WHAT YOU HAVE TO DO: Copy out every one of the entries below word for word, but leave out the pictures.

GIVEN DATA:
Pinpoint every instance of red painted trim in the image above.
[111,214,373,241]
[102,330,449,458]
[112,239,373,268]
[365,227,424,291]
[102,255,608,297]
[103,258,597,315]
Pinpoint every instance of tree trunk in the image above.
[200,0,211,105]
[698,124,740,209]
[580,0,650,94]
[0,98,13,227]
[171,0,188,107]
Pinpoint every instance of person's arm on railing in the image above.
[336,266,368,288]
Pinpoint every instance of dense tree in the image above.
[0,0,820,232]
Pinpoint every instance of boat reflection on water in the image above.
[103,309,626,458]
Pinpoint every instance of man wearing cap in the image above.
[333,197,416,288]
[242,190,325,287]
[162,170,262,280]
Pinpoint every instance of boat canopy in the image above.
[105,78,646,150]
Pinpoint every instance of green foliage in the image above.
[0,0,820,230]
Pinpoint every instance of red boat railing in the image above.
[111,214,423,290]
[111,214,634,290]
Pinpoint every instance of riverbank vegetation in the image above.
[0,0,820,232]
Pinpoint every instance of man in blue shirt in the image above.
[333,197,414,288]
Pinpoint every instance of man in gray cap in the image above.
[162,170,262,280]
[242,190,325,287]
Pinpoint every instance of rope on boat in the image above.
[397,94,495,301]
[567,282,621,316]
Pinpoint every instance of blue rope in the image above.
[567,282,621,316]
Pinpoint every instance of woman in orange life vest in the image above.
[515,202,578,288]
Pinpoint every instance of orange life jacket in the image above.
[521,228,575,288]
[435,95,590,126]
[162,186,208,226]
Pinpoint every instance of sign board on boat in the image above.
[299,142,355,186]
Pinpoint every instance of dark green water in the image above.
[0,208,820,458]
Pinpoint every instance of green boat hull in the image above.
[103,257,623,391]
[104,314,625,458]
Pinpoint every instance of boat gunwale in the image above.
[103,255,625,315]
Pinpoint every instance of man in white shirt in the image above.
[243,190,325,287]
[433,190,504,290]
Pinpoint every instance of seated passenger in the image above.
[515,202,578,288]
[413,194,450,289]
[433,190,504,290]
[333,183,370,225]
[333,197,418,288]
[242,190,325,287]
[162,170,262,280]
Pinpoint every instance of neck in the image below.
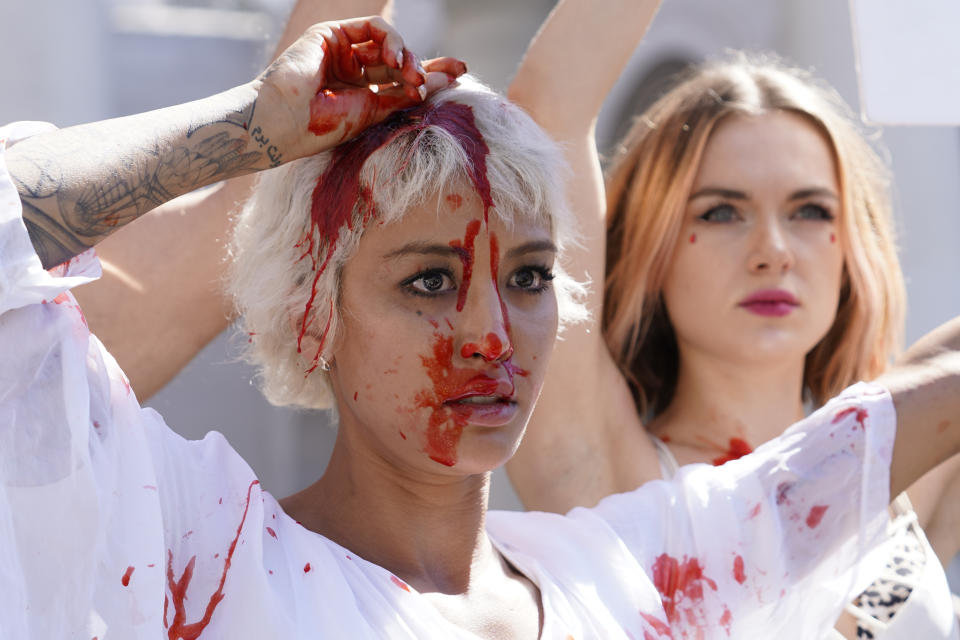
[650,353,804,463]
[281,425,500,594]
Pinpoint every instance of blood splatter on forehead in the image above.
[297,97,493,374]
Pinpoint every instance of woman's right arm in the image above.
[74,0,392,402]
[507,0,660,512]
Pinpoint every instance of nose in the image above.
[748,219,793,273]
[458,281,513,362]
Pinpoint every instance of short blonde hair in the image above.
[603,53,905,414]
[228,77,584,408]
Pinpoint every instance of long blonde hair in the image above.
[603,53,905,415]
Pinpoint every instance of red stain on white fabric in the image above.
[390,576,410,592]
[833,407,867,430]
[163,480,260,640]
[653,553,731,638]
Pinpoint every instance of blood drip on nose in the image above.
[296,99,493,374]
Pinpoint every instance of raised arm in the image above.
[507,0,660,512]
[6,18,447,278]
[879,317,960,495]
[74,0,392,402]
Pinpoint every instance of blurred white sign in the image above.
[850,0,960,125]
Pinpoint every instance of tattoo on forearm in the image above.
[11,111,266,268]
[250,126,283,167]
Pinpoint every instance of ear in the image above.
[287,311,333,371]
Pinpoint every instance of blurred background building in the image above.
[0,0,960,590]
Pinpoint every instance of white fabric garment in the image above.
[0,125,895,640]
[649,416,960,640]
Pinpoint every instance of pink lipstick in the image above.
[738,289,800,318]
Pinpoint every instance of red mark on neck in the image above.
[653,553,717,624]
[297,102,493,375]
[450,220,480,311]
[733,553,747,584]
[807,504,830,529]
[713,438,753,467]
[163,480,260,640]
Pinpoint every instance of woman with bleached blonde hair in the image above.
[508,1,960,639]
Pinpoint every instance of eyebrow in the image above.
[688,187,839,201]
[383,240,557,260]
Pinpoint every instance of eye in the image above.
[507,266,554,293]
[697,204,740,222]
[400,269,457,296]
[793,202,834,221]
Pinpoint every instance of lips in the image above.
[443,376,517,426]
[738,289,800,317]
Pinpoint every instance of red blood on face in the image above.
[416,333,476,467]
[445,193,463,210]
[163,480,260,640]
[450,220,480,311]
[713,438,753,467]
[297,102,493,374]
[807,504,830,529]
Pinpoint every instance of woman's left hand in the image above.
[249,16,466,165]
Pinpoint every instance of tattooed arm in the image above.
[7,84,264,268]
[7,18,442,267]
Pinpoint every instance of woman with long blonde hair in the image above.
[508,0,960,638]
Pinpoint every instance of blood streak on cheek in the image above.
[296,100,493,374]
[414,333,476,467]
[450,220,480,311]
[713,438,753,467]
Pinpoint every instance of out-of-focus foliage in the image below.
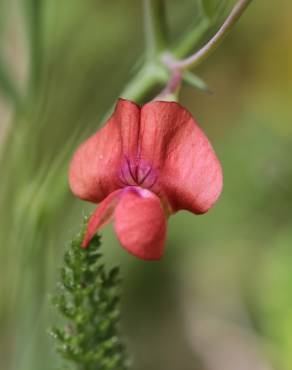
[0,0,292,370]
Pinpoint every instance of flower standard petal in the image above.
[140,101,222,214]
[114,188,167,260]
[69,99,140,203]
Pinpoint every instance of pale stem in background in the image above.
[162,0,252,70]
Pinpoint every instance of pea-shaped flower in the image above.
[69,99,222,260]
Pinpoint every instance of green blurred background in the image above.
[0,0,292,370]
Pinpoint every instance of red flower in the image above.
[69,99,222,260]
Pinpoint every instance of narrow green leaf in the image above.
[0,56,19,105]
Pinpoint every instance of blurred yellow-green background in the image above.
[0,0,292,370]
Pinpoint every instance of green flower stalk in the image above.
[51,220,129,370]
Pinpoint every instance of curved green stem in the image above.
[164,0,252,70]
[144,0,166,60]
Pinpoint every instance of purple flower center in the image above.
[119,158,157,189]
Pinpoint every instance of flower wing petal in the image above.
[81,190,122,248]
[69,99,140,203]
[140,101,222,214]
[114,189,167,260]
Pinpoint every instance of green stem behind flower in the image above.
[51,219,128,370]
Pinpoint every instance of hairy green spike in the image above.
[51,219,129,370]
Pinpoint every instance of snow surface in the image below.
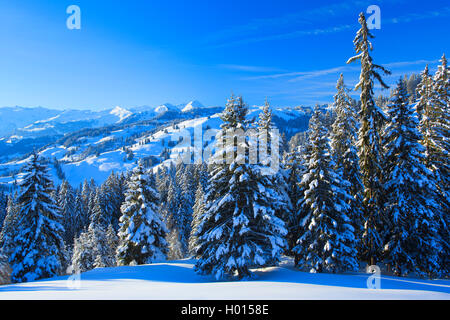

FINAL RESULT:
Pinpoint every instance of red painted trim in the image above.
[111,214,373,241]
[102,330,449,458]
[112,239,373,268]
[365,227,424,291]
[102,255,608,297]
[103,258,597,315]
Pinpoint every instance of tree trunk in the image above.
[200,0,211,105]
[698,124,740,209]
[580,0,650,94]
[0,98,13,227]
[171,0,188,107]
Pinpoint every instance of person's arm on railing in the image above.
[336,266,368,288]
Pinpoint every instance of dense tree in the image above.
[0,0,820,232]
Pinpoint every instance of boat reflection on water in the image above.
[103,309,626,458]
Pinpoint every instance of man wearing cap in the image above.
[333,197,416,288]
[242,190,325,287]
[162,170,262,280]
Pinpoint every instance of boat canopy in the image above.
[105,78,646,150]
Pinpoint every instance of green foliage in the image above.
[0,0,820,230]
Pinpoint every instance of red boat railing in the image above.
[111,214,423,290]
[111,214,634,290]
Pinpoint every instance of riverbank vegetation in the image above.
[0,0,820,232]
Pinpoint every instance of man in blue shirt in the image above.
[333,197,414,288]
Pinpoint every instance of man in gray cap in the image above.
[162,170,262,280]
[242,190,325,287]
Pinpoint every instance of rope on boat in the image above.
[397,94,495,301]
[567,282,621,316]
Pinpoint every instance of blue rope in the image above.
[567,282,621,316]
Pinpoint every instance of woman in orange life vest in the image above.
[515,202,578,288]
Pinpoint every instance of orange life jacket in the image above.
[521,228,575,288]
[435,95,590,126]
[162,186,208,226]
Pinpoint every instance of sign board on boat in the image above.
[299,142,355,186]
Pinpoint every instance of dark green water in the image above.
[0,208,820,458]
Pinpoint every instance of green boat hull in the image above.
[103,257,623,391]
[104,314,625,458]
Pinpoint every instance of boat gunwale in the image above.
[103,255,625,315]
Pinpoint every instance of man in white shirt in the image above.
[243,190,325,287]
[433,190,504,290]
Pinpoint every instance of seated passenger in the image above.
[515,202,578,288]
[413,194,450,289]
[433,190,504,290]
[333,183,370,225]
[333,197,418,288]
[242,190,325,287]
[162,170,262,280]
Pinpoint every instance of neck in the image below.
[650,353,804,463]
[281,425,500,594]
Pinpoint every instance of blood splatter on forehead in the image above.
[297,97,493,374]
Pinpoint every instance of woman's right arm in the image above.
[74,0,392,402]
[507,0,660,512]
Pinpoint every instance of nose in the image above.
[748,219,793,273]
[458,281,513,362]
Pinpoint every instance of short blonde hair in the image above.
[603,53,905,414]
[228,77,584,408]
Pinpoint every instance of long blonde hair in the image above.
[603,53,905,415]
Pinpoint every instance of red stain on white fabric in the image above.
[390,576,410,592]
[833,407,867,430]
[163,480,260,640]
[653,553,731,638]
Pinpoint every instance of blood drip on nose in the image above.
[296,99,493,374]
Pinpoint every instance of raised arm in the image above.
[507,0,660,512]
[6,18,447,278]
[879,317,960,495]
[74,0,392,402]
Pinpoint every instance of blurred white sign in the image above.
[850,0,960,125]
Pinpoint every instance of tattoo on forearm in the image above.
[11,111,266,268]
[250,126,283,167]
Pinpoint every instance of ear in the image above.
[287,311,333,371]
Pinpoint every instance of blurred background building in the image above.
[0,0,960,590]
Pinpoint every instance of white fabric garment in the image above.
[0,125,895,640]
[649,416,960,640]
Pinpoint every instance of pink lipstick in the image above.
[738,289,800,318]
Pinpoint every instance of red mark on neck in the image above.
[653,553,717,624]
[297,102,493,375]
[450,220,480,311]
[733,553,747,584]
[807,504,830,529]
[713,438,753,467]
[163,480,260,640]
Pinpoint every instance of woman with bleached blonde hair in the image above.
[508,1,960,639]
Pinpoint every instance of eyebrow in the image above.
[688,187,839,201]
[383,240,557,260]
Pinpoint every instance of eye in the image above.
[507,266,554,293]
[697,204,740,222]
[400,269,457,296]
[793,202,834,221]
Pinpoint every instance of lips in the image above.
[443,376,517,426]
[738,289,800,317]
Pinpoint every instance of red blood on face in the image above.
[416,333,476,467]
[445,193,463,210]
[163,480,260,640]
[450,220,480,311]
[713,438,753,467]
[297,102,493,374]
[807,504,830,529]
Pinpoint every instance of woman's left hand in the image above.
[249,16,466,165]
Pinpoint every instance of tattooed arm in the image above.
[7,84,264,268]
[7,18,442,267]
Pinpoint every instance of woman with long blonde hair in the image above.
[508,0,960,638]
Pinpoint every instance of blood streak on cheek in the image above.
[296,100,493,374]
[414,333,476,467]
[450,220,480,311]
[713,438,753,467]
Pinpoint every instance of out-of-focus foliage in the image below.
[0,0,292,370]
Pinpoint every instance of flower standard petal in the image above.
[140,101,222,214]
[114,188,167,260]
[69,99,140,203]
Pinpoint every instance of pale stem in background in the image above.
[162,0,252,70]
Pinpoint every instance of pea-shaped flower in the image above.
[69,99,222,260]
Pinpoint every instance of green blurred background in the image above.
[0,0,292,370]
Pinpoint every instance of red flower in the image above.
[69,99,222,260]
Pinpoint every instance of narrow green leaf in the image above.
[0,56,19,105]
Pinpoint every instance of blurred yellow-green background in the image above.
[0,0,292,370]
Pinpoint every instance of green flower stalk in the image above.
[51,220,129,370]
Pinpoint every instance of curved green stem in the image above.
[164,0,252,70]
[144,0,166,60]
Pinpoint every instance of purple flower center in the image above.
[119,158,157,189]
Pinpoint every instance of flower wing petal in the image above.
[81,190,122,248]
[69,99,140,203]
[140,101,222,214]
[114,189,167,260]
Pinpoint every instance of green stem behind flower in the image above.
[51,219,128,370]
Pinpoint every instance of hairy green spike in the image above.
[51,219,129,370]
Pinpoint every instance of snow surface in the image below.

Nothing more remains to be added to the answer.